Material:
§ §

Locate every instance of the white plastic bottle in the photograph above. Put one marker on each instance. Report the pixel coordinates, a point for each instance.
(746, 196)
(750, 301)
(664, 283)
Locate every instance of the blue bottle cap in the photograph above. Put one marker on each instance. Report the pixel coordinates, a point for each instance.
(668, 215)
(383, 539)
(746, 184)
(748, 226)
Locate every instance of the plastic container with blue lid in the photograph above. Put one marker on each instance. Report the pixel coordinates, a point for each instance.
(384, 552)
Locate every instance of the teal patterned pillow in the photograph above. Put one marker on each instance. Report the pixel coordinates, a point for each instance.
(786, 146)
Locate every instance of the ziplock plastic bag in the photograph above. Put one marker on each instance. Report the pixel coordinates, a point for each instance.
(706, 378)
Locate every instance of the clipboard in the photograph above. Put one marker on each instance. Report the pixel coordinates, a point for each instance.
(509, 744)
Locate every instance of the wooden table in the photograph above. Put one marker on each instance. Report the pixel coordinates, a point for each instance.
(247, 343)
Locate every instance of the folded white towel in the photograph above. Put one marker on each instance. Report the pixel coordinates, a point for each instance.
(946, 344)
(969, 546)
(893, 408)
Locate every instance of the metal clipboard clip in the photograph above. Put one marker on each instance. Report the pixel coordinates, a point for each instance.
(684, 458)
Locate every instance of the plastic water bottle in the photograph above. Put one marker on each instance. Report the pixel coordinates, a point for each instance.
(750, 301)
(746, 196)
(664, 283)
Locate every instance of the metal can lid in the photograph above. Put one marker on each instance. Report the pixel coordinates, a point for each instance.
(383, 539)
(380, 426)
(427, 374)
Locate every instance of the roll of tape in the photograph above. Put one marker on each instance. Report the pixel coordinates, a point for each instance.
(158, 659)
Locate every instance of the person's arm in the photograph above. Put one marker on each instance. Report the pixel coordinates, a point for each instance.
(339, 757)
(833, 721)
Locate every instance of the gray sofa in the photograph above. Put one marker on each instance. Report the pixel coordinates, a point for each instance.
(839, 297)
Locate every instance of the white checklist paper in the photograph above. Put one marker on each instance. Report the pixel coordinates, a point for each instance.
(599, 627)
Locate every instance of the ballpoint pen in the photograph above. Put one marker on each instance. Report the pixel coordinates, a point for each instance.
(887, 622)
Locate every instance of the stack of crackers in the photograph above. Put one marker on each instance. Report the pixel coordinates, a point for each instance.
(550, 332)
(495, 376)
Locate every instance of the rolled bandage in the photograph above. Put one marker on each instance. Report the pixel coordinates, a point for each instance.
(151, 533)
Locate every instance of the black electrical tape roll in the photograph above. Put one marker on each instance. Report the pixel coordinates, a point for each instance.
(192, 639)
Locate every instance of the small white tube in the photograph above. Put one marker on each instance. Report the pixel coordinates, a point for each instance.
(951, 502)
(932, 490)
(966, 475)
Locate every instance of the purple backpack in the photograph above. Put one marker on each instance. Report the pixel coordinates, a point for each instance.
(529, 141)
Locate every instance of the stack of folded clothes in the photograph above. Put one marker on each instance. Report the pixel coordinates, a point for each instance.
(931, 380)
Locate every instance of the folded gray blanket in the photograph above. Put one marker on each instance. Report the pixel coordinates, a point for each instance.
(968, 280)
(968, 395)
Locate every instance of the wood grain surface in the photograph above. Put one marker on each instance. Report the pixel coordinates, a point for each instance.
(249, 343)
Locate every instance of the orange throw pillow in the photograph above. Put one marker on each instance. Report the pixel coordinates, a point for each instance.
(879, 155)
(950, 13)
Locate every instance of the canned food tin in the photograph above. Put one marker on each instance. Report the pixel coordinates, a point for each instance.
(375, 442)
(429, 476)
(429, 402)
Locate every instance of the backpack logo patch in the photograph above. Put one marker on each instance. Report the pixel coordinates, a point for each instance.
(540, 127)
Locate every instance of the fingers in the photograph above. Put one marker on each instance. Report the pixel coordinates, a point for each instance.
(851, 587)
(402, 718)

§ §

Task objective: Transcribe the records above exactly, but only from the line that contains "Locate every instance of the rolled" through their final line, inclusive.

Output for this exercise:
Locate every instance of the rolled bandage in the photograph above. Put one marker on each instance. Report the pixel coordinates, a point for each instance.
(151, 533)
Locate every instance of the black electrical tape roll in the photograph above. Put one marker on each instance. Report the pixel coordinates, a point for each instance.
(192, 639)
Locate every instance of the small white tube in the photograph above. Put one marker on each instance. Report the pixel coordinates, a point for each instance.
(951, 502)
(932, 490)
(966, 475)
Locate every instance of the purple backpack in the photograph above. Put one marker on each instance. Report the pixel coordinates, a point for each instance.
(529, 141)
Locate every instance of the stack of folded clothes in the photograph above. Put one marker on each instance. Report the pixel coordinates, a point for each instance.
(931, 380)
Locate every instance of the folded gray blanket in the photograph above. Put one marker on each instance. Report the pixel coordinates, a point for each instance.
(968, 280)
(968, 395)
Locate every instance of the wood grain surface in the photograph above. Put one marker on each instance. Report the pixel coordinates, a point for each instance.
(249, 343)
Locate every instance of the orange throw pillow in the photograph above. Put one marker on each instance. Report the pixel coordinates, a point for each instance.
(879, 155)
(950, 13)
Locate every instance of the canned food tin in the photograph above. Put one marker on each instance. Report the pixel coordinates, a point for each instance.
(375, 442)
(429, 476)
(429, 402)
Locate every instance of the backpack logo patch in the photograph above. Put one marker on each instance. Report the pixel coordinates, a point for each instance.
(540, 127)
Locate every instance of the fingers in the photograph above. Put one marker on each instance. Report the pixel coordinates, a point for each instance.
(851, 587)
(402, 718)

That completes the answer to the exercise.